• Short task
Please output the records below line for line, with no changes.

• Items from a labeling collection
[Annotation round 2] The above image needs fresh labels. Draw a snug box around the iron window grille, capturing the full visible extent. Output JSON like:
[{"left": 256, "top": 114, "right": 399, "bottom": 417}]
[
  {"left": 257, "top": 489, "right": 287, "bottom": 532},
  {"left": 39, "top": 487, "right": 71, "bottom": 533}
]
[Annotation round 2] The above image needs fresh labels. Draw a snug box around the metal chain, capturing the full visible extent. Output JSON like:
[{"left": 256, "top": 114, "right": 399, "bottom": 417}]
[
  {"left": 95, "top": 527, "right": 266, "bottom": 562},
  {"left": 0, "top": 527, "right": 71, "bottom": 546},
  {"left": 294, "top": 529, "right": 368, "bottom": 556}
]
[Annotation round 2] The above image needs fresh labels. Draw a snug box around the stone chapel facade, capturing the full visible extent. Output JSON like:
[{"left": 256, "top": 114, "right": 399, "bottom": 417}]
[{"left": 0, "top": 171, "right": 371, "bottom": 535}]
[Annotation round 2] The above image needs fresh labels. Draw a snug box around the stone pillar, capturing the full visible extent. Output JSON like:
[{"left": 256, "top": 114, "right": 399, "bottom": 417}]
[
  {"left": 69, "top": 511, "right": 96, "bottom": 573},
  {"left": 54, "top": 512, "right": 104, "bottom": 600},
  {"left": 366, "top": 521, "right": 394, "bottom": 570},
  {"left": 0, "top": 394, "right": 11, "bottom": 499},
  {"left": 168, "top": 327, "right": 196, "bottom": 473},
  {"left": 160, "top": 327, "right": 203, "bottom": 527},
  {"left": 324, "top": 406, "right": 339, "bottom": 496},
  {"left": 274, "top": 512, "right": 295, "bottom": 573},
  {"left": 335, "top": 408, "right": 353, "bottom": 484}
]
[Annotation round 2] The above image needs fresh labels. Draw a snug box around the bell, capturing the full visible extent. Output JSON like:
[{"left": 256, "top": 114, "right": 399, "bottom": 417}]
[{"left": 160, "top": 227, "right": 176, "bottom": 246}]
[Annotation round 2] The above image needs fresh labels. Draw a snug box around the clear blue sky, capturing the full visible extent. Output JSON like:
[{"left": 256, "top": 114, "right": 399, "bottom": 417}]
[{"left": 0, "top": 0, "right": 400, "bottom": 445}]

• Solution to this exercise
[Annotation round 2] The above image needs fresh labels. Draw a snug box around the iron window grille, capturing the full visible extent. Output JSON like:
[{"left": 256, "top": 114, "right": 399, "bottom": 417}]
[
  {"left": 257, "top": 489, "right": 287, "bottom": 532},
  {"left": 39, "top": 487, "right": 71, "bottom": 533}
]
[Annotation round 2] The above image needs fresh labels. Draw a snug box around the metal chain, capturing the full visible extent. Output JSON like:
[{"left": 256, "top": 114, "right": 399, "bottom": 417}]
[
  {"left": 95, "top": 527, "right": 266, "bottom": 562},
  {"left": 0, "top": 527, "right": 71, "bottom": 546},
  {"left": 294, "top": 529, "right": 368, "bottom": 556}
]
[Annotation round 2] The above image needs fresh labels. Draw a snug box around the stone chapel facade, capturing the full visible extent. Output JSON like:
[{"left": 256, "top": 114, "right": 399, "bottom": 417}]
[{"left": 0, "top": 171, "right": 371, "bottom": 535}]
[Annotation round 2] The above image needs fresh labels. Draw a snug box around the stone pillar, capturing the full visible extent. Output JSON like:
[{"left": 256, "top": 114, "right": 399, "bottom": 417}]
[
  {"left": 69, "top": 511, "right": 96, "bottom": 573},
  {"left": 54, "top": 512, "right": 104, "bottom": 600},
  {"left": 366, "top": 521, "right": 394, "bottom": 570},
  {"left": 0, "top": 394, "right": 11, "bottom": 499},
  {"left": 168, "top": 327, "right": 196, "bottom": 473},
  {"left": 160, "top": 327, "right": 203, "bottom": 527},
  {"left": 324, "top": 406, "right": 339, "bottom": 496},
  {"left": 274, "top": 512, "right": 295, "bottom": 573},
  {"left": 335, "top": 408, "right": 353, "bottom": 484}
]
[Annotation round 2] The above image needs fresh labels. Draw a snug box around the bell, capturing the full visible extent. Output JSON like:
[{"left": 256, "top": 114, "right": 399, "bottom": 417}]
[{"left": 160, "top": 227, "right": 176, "bottom": 246}]
[Annotation round 2] The above image needs fresh labels. Draw a snug box around the clear blue sky, capturing the full visible extent. Output JSON like:
[{"left": 256, "top": 114, "right": 399, "bottom": 417}]
[{"left": 0, "top": 0, "right": 400, "bottom": 445}]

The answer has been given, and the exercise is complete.